Quote in full every line of the material that contains the string "green". Matches are case-sensitive.

begin

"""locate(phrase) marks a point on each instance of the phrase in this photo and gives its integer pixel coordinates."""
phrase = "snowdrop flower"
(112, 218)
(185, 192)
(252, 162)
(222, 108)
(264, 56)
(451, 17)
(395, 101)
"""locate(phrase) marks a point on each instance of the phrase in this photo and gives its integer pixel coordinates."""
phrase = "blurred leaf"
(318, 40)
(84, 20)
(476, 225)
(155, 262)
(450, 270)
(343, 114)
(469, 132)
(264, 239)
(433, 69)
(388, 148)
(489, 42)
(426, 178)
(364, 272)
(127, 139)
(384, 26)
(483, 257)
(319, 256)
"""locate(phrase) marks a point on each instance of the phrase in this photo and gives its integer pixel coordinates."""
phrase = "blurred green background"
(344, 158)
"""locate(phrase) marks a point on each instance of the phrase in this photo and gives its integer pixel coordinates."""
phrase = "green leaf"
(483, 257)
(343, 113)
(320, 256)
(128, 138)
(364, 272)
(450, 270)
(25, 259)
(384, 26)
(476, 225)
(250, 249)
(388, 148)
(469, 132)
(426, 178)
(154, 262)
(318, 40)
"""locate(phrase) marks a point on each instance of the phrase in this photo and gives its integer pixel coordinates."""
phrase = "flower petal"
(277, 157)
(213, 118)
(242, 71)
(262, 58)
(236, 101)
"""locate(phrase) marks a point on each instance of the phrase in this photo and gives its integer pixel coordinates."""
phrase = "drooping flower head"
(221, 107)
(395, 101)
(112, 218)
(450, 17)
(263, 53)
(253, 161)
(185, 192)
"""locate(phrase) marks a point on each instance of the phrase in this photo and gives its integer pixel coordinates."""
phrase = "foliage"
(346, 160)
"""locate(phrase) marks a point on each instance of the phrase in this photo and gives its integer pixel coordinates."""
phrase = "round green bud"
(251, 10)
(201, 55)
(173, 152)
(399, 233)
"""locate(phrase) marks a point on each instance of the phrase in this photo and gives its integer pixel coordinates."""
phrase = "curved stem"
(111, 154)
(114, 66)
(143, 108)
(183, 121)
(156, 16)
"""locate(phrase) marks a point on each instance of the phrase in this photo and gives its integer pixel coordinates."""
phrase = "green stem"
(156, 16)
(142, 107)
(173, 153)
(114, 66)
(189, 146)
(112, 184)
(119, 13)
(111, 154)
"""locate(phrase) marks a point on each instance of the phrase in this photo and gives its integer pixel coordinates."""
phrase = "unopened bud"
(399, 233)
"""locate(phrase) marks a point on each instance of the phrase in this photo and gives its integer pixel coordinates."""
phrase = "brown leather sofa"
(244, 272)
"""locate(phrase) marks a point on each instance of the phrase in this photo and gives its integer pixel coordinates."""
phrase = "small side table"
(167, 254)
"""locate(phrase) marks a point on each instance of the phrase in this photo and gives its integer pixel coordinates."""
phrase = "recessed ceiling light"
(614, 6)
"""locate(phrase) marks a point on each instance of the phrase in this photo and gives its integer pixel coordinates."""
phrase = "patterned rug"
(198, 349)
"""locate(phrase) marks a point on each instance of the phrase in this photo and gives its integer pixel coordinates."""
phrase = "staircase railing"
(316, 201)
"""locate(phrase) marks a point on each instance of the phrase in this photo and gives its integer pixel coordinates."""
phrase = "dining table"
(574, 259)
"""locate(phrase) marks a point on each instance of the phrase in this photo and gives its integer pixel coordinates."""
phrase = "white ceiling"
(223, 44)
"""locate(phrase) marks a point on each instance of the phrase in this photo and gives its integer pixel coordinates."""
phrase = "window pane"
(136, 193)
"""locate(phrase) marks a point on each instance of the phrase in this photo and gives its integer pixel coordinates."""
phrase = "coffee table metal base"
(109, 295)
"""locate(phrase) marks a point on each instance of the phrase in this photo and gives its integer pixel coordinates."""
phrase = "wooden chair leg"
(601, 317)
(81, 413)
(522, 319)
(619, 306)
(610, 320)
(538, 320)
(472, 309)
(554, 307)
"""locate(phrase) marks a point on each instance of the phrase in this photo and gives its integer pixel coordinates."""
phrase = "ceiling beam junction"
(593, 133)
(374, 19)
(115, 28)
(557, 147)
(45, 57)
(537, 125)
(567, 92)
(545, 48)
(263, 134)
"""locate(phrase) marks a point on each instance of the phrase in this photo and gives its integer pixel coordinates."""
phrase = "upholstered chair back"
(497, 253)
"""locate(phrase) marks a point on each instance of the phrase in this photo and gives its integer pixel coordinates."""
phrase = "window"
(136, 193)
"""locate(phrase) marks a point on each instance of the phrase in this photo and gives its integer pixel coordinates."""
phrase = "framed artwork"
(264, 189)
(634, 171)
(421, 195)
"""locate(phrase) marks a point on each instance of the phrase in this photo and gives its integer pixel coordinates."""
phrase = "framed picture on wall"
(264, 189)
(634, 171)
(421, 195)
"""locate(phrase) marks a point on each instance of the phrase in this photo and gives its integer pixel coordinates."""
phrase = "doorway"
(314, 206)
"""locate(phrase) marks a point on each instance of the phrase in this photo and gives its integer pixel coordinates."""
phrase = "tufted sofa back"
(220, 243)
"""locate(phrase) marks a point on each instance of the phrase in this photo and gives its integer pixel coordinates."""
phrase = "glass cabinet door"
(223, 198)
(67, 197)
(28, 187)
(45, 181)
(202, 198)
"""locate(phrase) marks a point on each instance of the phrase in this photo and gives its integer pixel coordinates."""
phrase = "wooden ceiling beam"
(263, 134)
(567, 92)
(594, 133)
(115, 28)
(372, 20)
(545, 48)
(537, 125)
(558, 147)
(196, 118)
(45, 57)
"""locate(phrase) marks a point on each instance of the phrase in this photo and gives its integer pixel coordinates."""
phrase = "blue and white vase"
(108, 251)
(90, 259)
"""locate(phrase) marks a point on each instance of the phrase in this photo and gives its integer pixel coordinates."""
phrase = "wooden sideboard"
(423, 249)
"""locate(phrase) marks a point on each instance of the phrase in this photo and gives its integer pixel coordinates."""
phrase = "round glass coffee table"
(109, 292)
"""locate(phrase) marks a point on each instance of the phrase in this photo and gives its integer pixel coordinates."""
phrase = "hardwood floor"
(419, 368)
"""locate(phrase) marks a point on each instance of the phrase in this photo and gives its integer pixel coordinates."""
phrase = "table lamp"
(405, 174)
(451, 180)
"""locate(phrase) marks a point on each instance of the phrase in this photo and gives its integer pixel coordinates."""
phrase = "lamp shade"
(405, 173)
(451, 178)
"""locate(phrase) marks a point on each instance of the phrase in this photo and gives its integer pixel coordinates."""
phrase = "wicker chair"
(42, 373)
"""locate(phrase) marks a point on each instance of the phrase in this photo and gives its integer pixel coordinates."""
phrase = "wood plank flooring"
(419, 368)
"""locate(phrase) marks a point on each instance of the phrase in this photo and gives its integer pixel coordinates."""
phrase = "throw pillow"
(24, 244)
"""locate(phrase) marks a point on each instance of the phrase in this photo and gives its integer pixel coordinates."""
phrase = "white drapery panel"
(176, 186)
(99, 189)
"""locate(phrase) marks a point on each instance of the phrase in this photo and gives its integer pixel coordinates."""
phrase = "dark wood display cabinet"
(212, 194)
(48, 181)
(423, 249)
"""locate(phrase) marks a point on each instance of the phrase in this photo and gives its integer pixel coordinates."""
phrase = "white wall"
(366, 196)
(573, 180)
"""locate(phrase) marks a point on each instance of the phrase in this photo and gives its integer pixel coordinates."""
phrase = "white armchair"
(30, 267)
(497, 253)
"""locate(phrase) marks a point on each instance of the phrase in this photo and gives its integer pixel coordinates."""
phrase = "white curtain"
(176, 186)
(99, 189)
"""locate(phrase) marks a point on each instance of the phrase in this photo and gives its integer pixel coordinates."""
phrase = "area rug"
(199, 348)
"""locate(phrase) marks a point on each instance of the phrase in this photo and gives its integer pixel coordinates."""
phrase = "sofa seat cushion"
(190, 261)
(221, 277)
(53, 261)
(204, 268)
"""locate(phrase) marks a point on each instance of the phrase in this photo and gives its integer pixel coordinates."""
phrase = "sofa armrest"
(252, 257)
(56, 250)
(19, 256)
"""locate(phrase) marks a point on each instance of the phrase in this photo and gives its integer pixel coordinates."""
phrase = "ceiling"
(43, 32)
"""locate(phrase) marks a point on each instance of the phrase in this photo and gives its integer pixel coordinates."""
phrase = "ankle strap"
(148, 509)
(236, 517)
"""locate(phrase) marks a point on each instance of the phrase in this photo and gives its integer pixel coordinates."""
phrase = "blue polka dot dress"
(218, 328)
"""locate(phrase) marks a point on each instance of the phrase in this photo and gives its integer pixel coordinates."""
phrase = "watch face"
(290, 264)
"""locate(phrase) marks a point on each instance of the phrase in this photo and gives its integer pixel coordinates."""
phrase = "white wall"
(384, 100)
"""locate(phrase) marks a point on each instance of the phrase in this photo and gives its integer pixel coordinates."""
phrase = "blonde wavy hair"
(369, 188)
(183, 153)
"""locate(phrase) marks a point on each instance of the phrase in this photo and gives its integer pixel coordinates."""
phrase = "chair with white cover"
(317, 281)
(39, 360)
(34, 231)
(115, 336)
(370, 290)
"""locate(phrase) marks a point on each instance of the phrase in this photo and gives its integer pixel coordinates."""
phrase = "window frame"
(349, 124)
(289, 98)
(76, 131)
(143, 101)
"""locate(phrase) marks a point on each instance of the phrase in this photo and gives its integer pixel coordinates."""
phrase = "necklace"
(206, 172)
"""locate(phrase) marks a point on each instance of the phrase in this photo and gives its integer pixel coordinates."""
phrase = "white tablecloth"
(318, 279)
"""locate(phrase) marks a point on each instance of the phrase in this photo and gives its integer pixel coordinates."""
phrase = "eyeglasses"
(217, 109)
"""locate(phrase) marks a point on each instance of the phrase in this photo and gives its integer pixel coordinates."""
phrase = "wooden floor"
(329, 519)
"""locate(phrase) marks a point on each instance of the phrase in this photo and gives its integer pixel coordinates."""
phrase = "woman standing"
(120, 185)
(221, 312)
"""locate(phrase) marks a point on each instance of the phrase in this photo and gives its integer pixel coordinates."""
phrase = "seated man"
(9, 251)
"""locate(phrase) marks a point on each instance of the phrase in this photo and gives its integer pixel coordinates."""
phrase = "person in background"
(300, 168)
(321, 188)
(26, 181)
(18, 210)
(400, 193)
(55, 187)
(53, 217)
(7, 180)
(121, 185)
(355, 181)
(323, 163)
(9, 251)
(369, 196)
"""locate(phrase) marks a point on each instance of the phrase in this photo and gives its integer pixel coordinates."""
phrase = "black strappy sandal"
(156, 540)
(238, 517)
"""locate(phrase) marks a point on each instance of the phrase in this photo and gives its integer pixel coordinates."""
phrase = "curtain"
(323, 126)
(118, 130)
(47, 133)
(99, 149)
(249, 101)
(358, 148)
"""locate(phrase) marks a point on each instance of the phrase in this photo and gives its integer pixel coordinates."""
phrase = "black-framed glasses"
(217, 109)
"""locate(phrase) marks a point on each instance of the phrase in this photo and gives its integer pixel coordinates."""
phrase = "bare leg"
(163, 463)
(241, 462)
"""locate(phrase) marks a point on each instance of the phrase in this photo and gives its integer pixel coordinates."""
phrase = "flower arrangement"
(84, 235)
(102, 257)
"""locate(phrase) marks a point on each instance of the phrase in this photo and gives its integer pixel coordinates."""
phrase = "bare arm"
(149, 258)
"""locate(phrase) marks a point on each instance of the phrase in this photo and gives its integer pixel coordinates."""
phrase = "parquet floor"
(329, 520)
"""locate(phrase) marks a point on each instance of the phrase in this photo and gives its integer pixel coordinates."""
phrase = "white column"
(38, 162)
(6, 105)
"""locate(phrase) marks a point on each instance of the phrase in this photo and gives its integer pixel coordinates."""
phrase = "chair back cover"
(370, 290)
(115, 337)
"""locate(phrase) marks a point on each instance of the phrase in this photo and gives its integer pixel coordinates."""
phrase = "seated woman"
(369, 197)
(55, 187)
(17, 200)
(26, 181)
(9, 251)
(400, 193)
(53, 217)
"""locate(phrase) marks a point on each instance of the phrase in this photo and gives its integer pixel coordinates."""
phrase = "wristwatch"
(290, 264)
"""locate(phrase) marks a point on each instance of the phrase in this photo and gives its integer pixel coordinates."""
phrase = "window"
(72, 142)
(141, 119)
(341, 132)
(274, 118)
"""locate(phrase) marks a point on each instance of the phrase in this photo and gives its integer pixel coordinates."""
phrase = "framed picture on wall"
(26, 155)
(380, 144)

end

Full solution>
phrase = "blurred green background"
phrase = "green leaf"
phrase = "round green bud"
phrase = "green stem"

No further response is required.